Exercise task:
Render as a Markdown table with the columns Row and Line the lines from the one containing "Where can the black tuxedo" through the final line below, numbering each row. Leave out any blank lines.

## BEGIN

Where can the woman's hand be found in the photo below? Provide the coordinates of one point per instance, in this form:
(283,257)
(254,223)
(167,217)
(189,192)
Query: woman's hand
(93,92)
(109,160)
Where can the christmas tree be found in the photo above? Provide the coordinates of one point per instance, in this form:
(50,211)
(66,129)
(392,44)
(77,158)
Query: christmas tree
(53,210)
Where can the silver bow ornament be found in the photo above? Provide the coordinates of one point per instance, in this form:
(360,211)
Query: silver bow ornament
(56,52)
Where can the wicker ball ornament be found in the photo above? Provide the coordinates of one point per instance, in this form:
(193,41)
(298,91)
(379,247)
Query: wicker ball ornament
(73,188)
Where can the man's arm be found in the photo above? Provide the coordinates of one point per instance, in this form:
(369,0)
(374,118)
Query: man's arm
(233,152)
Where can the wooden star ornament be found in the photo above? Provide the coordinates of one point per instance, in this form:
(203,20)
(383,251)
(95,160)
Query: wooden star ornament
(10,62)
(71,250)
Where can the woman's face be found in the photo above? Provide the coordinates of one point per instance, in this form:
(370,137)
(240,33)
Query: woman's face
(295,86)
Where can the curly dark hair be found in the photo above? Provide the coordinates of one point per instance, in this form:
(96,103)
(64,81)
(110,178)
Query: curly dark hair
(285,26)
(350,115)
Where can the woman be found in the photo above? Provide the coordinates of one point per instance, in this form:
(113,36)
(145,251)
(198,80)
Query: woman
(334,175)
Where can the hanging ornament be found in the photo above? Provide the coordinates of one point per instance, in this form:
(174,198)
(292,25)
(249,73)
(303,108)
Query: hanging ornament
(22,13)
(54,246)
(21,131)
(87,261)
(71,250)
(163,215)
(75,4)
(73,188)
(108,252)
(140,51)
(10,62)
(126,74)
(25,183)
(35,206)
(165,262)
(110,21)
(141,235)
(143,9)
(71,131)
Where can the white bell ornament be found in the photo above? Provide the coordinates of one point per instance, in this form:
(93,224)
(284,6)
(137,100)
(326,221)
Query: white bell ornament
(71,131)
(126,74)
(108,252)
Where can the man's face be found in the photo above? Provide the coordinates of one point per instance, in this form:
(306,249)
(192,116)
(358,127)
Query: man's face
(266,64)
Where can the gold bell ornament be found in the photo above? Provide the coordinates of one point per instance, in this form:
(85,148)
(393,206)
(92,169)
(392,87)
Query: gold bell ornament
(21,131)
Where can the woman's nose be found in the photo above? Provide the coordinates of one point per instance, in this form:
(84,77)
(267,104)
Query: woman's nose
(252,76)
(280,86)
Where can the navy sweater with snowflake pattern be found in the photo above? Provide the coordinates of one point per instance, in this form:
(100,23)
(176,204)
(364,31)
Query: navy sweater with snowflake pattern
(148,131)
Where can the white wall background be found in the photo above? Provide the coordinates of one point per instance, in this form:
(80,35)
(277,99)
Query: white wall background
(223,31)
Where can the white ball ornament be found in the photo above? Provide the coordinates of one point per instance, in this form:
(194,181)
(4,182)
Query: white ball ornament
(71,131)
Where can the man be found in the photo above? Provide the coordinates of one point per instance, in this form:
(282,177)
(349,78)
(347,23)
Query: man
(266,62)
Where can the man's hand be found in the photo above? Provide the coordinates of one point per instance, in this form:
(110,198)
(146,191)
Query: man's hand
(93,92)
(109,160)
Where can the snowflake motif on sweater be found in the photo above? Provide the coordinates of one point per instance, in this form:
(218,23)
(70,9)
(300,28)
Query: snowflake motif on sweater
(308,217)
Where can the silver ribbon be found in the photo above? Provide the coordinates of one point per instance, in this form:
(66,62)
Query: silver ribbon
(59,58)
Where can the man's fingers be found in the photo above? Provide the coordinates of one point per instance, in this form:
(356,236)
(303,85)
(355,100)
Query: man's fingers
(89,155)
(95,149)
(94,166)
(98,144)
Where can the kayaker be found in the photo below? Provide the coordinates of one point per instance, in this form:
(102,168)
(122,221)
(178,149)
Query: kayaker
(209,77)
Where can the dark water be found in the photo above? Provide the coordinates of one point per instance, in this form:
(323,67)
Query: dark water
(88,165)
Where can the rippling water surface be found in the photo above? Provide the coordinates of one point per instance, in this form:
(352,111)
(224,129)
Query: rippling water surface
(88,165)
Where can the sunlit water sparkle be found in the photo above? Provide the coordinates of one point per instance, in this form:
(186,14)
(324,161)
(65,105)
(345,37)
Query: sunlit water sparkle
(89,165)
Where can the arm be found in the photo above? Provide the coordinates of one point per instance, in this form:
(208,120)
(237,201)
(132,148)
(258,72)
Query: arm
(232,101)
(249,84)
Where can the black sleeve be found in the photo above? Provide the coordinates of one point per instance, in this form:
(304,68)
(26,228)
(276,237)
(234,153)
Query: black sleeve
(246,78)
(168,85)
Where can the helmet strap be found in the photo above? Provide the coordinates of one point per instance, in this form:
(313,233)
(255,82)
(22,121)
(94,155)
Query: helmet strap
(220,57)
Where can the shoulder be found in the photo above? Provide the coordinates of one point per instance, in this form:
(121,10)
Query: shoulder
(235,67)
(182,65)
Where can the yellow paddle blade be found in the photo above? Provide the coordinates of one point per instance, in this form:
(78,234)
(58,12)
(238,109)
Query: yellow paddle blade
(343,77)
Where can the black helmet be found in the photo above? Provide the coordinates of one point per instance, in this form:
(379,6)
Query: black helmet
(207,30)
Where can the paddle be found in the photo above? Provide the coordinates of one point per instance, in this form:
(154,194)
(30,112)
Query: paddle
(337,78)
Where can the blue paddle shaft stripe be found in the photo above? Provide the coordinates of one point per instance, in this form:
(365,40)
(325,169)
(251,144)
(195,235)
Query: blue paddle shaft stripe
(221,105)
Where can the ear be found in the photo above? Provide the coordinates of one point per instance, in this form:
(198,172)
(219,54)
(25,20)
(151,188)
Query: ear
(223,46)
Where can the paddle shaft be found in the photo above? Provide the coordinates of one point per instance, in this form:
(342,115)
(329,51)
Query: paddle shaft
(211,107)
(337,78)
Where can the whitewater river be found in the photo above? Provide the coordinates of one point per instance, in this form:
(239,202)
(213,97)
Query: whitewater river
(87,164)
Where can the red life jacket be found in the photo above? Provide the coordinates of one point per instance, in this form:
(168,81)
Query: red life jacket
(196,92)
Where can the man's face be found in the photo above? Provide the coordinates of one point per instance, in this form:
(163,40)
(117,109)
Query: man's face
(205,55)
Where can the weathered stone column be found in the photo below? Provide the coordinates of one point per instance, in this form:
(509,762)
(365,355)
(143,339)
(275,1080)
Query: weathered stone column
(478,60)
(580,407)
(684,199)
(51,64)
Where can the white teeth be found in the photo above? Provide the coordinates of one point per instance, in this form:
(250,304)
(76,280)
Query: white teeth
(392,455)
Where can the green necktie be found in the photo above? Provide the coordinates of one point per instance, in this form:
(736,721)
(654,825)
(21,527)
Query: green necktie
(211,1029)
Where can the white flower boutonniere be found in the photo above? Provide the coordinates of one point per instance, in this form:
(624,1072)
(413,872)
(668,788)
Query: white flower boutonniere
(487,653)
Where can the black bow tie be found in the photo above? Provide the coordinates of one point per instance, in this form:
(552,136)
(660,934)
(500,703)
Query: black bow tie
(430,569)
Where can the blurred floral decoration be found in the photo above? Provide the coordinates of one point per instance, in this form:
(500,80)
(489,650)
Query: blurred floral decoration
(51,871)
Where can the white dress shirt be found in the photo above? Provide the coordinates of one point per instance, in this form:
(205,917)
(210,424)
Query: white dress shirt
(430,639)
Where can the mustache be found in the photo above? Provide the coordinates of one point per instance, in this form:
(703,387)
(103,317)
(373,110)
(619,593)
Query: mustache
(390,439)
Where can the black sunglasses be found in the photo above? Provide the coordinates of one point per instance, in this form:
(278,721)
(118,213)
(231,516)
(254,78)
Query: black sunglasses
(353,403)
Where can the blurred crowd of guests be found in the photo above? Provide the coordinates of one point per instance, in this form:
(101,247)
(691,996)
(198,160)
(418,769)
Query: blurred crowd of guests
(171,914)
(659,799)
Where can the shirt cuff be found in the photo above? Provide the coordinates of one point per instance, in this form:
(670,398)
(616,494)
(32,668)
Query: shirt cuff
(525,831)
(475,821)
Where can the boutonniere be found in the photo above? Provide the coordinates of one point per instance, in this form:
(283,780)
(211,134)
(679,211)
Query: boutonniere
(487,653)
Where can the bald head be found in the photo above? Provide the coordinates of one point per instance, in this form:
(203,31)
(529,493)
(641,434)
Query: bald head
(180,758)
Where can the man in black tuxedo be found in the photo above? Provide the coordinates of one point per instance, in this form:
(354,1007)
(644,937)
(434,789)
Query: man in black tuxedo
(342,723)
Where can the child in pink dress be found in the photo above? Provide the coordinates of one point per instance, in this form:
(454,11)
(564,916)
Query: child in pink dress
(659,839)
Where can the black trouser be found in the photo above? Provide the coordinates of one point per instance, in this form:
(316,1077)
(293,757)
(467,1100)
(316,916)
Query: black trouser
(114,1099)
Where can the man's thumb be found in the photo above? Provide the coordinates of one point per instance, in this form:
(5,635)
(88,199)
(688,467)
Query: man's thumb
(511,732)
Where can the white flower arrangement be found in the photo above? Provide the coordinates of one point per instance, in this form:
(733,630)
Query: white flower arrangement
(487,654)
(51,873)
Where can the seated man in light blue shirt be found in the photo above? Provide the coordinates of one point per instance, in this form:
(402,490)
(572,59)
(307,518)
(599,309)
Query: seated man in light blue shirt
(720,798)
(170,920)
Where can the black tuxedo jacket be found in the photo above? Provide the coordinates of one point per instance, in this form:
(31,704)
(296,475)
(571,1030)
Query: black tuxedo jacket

## END

Solution to this task:
| Row | Line |
|---|---|
| 1 | Where can the black tuxedo jacket be found in the photo above? Provide the coordinates of one point per instance, in this form: |
| 2 | (31,704) |
| 3 | (296,475) |
| 4 | (571,1030) |
| 5 | Query: black tuxedo jacket |